What the task requires:
Only the lines from the one with "Where can the toilet paper" through the last belong in the output; print them exactly as given below.

Data extract:
•••
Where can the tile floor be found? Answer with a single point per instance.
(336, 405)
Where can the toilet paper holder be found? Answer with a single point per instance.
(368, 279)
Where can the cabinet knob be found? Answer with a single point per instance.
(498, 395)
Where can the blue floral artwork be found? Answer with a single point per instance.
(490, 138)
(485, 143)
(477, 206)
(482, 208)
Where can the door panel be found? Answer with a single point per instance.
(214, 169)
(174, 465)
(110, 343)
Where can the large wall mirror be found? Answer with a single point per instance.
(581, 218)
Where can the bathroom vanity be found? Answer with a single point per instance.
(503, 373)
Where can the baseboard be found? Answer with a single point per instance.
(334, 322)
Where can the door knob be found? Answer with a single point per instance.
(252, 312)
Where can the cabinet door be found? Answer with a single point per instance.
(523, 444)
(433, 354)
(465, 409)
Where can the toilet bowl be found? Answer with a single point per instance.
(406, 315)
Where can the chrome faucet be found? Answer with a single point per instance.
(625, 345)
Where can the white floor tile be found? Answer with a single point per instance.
•••
The answer:
Where can the toilet paper holder be found? Answer with a single point per instance.
(368, 279)
Where can the cabinet knob be found? Answer with a single point per instance.
(498, 395)
Where can the blue floral artwork be found? Answer with a single point per instance.
(490, 138)
(485, 143)
(477, 206)
(482, 208)
Where can the door panel be found? Answer with a single point per instance.
(214, 169)
(174, 465)
(110, 343)
Where can the large wall mirror be found? Answer with a single point per instance.
(581, 218)
Where can the bathroom vanity be found? Answer with a single point per instance.
(503, 373)
Where can the baseboard be found? Answer with a single point per instance.
(334, 322)
Where can the door knob be found? Answer with a single point per instance.
(252, 312)
Where can the cabinet door be found? Answer with a single point per instance.
(523, 444)
(433, 354)
(465, 409)
Where can the toilet bowl be found? Answer with a single point per instance.
(406, 315)
Where can the chrome faucet be found? Answer with a single point per instance.
(625, 345)
Where can the white floor tile be found? Answer with a single point per instance.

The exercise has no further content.